> **SOURCE EXCERPT**:

────────────────────────────────────────

The reason for producing a new task is to change the game design and make it easier for understanding, especially for children. The first challenge to doing this is to have groups of options with equal distribution over the screen. This was solved by putting each group of dice in a diagonal symmetricity on the screen. It changes the number of available options in each group. Another change is the number of trials. It is hard for people to understand the task at first trials, thus it is better to have more trials than the original one. It is also enhancing the reliability of the overall results. Therefore, we increased the number of trials from 18 in the original experiment to 50 in the current version. This gave the ability to follow the process of decision-making in a symmetric design. A shorter distance from the center of the screen represented a riskier option, whereas a greater distance represented a safer choice. The expected value for the single dice is (1000×1.6)−(1000×5.6)=−666.6667, for two numbers dice is (500×2.6)−(500×4.6)=−166.67, for three numbers dice is (200×3.6)−(200×3.6)=0 and for four numbers dice is (100×4.6)−(100×2.6)=33.33. These are the same as the original task. Choosing any options results in a positive value when they guess true or a negative value when they guess false. 

Emotional task
Another addition to the original GDT is emotional stimuli. Because this game assessed the influence of emotional pictures on decision-making. In each trial, before any selection, one emotional image was displayed on the screen. These pictures were selected from positive and negative sets of IAPS as mentioned earlier. For the control group, a uniform gray colored rectangle with the rgb code (128, 128, 128) was used as neutral stimuli. Participants were treated with all emotional stimuli with different between-group and similar within-group sequences. The task starts when participants see Figure 1.

It allows them to make their choice by selecting their guesses from the game screen. The result of the throws was previously randomized and saved and is the same for everyone to control the effect of win/loss over the next choice.

────────────────────────────────────────

> **ENTRIES SHOWN**:
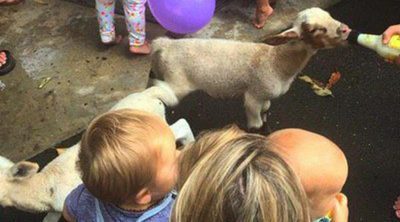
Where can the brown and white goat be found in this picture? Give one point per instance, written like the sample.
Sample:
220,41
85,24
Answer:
258,71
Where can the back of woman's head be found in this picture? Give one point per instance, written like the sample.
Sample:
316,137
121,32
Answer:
228,175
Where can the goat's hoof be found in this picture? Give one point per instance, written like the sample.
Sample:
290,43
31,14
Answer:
264,117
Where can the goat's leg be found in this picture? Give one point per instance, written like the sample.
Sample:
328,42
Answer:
253,108
182,131
264,110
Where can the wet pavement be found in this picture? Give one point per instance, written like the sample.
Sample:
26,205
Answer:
362,118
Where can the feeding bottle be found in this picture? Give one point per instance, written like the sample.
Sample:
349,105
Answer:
390,51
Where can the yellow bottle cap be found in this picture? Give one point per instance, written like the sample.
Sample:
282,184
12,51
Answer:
395,42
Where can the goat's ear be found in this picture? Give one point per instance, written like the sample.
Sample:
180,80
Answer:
24,169
282,38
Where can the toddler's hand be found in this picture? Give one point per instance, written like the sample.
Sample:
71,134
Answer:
341,212
392,30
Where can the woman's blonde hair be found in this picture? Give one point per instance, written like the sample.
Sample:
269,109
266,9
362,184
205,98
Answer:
119,153
229,175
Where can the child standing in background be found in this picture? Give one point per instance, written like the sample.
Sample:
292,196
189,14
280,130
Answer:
135,24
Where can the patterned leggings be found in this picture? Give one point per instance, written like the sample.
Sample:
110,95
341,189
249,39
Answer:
134,18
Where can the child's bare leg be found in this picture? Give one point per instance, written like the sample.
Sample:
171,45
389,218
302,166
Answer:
136,25
105,17
263,11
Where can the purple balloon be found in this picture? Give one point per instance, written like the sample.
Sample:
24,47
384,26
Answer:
182,16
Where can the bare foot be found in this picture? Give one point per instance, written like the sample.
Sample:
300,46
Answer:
116,41
3,58
142,50
262,16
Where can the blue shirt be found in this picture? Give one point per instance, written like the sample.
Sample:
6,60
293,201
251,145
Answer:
81,205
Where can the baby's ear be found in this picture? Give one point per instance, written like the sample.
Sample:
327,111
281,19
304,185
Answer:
23,170
282,38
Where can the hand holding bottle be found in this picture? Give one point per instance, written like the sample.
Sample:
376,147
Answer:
387,35
340,212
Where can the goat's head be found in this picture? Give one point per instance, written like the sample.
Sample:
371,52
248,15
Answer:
12,174
315,27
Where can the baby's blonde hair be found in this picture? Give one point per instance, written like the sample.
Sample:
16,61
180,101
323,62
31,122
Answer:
119,153
237,178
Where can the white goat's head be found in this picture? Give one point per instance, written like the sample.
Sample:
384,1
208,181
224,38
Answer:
12,174
316,28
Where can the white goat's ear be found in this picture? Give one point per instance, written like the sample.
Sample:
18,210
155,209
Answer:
24,169
283,37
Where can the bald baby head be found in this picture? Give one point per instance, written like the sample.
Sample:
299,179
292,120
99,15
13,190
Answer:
318,162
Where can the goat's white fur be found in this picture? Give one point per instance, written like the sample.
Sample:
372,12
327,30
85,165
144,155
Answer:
226,68
47,189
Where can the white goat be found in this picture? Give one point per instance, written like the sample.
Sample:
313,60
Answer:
21,186
260,72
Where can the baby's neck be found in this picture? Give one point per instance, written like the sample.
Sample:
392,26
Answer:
138,207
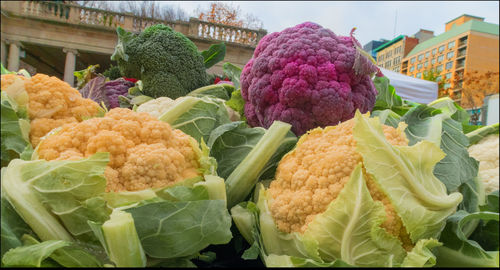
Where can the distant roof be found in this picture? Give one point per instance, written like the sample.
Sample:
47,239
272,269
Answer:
387,44
465,15
472,25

────────────────────────────────────────

> **REQUIRED TASK**:
In the dice-task passage, what did the control group see in place of emotional pictures? The material has no connection to the dice-task passage.

> **RESULT**:
A uniform gray rectangle with the rgb code (128, 128, 128).